- [REQUIREMENT]
Answer these from the Dinosaur Park text below.
(a) Which agency operates the park?
(b) What were the clays of the Muirkirk Deposit mined for in the 18th and 19th centuries?
(c) How many acres did the Maryland-National Capital Park and Planning Commission acquire in December 1995?

READING TEXT Start Marker

Park in Maryland, U.S. near which dinosaur fossils have been found

Dinosaur Park is a park located in the 13200 block of Mid-Atlantic Boulevard, near Laurel and Muirkirk, Maryland, and operated by the Prince George's County Department of Parks and Recreation. The park features a fenced area where visitors can join paleontologists and volunteers in searching for early Cretaceous fossils. The park also has an interpretive garden with plants and information signs. The park is in the approximate location of discoveries of Astrodon teeth and bones as early as the 19th century.

In the 18th and 19th centuries, the clays of the Muirkirk Deposit in Prince George's County, Maryland were mined for siderite, or iron ore. Iron furnaces located throughout the region melted down siderite to produce iron and steel used in construction and manufacturing. In 1858, African-American miners working in open pit mines were the first to discover dinosaur fossils in Maryland.

Among the first scientists to explore the Muirkirk Deposit was Maryland state geologist Phillip Thomas Tyson. He brought some of the strange bones discovered in the iron mines to a meeting of the Maryland Academy of Sciences in 1859, where his colleagues identified them as dinosaurs. Paleontologist Othniel Charles Marsh was also interested in Maryland fossils. In the winter of 1887, he sent John Bell Hatcher to search the iron mines. Hatcher recovered hundreds of fossils, including the remains of ancient turtles and crocodiles. In the 1890s, Smithsonian Institution scientists Charles Gilmore and Arthur Bibbins also visited Prince George's County, uncovering dinosaur teeth and other fossils that were added to the Smithsonian collection.

In December 1995, the Maryland-National Capital Park and Planning Commission acquired 22 acres near Laurel, encompassing several Muirkirk Deposit exposure sites. The park protects these sites from development and unrestricted collecting, and provides an outdoor laboratory where the public can work alongside professional and amateur paleontologists to help uncover the past.

READING TEXT End Marker
AVAILABLE DATA Start Marker

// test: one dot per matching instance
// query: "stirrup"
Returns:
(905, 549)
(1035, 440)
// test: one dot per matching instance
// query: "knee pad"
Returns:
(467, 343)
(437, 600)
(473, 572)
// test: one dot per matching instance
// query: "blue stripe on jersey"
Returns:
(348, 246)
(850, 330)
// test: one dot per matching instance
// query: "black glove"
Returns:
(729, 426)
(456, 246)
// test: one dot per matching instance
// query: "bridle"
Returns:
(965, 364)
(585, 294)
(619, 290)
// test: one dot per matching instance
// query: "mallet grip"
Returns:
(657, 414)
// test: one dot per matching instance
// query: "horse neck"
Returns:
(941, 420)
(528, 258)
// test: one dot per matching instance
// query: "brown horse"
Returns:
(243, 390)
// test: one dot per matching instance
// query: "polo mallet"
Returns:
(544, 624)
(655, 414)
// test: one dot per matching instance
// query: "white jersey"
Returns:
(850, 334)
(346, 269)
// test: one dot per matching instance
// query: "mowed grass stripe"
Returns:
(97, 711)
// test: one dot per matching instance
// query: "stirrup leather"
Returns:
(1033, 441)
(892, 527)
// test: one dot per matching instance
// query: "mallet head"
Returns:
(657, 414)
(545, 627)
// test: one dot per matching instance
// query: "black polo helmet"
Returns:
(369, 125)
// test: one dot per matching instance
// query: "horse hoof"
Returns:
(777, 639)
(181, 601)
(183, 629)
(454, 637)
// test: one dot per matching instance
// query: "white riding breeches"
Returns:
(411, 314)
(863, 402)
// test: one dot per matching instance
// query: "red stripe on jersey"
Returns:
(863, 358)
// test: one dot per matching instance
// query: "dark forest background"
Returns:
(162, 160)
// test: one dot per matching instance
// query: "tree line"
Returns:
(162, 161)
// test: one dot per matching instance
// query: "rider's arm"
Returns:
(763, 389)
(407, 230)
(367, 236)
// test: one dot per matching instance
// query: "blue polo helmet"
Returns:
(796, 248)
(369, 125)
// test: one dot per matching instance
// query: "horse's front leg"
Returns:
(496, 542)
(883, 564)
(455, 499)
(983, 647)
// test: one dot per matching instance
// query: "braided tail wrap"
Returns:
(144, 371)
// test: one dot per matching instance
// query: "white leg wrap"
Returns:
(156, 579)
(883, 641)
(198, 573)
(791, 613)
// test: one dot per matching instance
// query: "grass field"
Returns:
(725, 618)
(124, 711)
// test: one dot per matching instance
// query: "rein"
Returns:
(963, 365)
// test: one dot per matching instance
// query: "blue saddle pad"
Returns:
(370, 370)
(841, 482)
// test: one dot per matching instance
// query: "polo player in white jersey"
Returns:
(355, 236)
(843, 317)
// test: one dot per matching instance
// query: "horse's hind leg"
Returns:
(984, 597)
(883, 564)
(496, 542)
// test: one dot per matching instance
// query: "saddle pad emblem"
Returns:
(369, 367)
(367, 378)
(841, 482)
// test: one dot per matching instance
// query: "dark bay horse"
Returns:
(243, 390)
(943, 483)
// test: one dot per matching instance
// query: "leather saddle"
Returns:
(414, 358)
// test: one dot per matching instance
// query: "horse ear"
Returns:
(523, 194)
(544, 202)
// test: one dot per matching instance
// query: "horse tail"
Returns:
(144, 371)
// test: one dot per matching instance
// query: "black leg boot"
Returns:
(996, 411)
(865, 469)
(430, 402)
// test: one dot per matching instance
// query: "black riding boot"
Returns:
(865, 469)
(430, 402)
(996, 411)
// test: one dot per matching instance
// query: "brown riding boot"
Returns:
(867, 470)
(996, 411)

AVAILABLE DATA End Marker

- [RESULT]
(a) The Prince George's County Department of Parks and Recreation
(b) Siderite, or iron ore
(c) 22 acres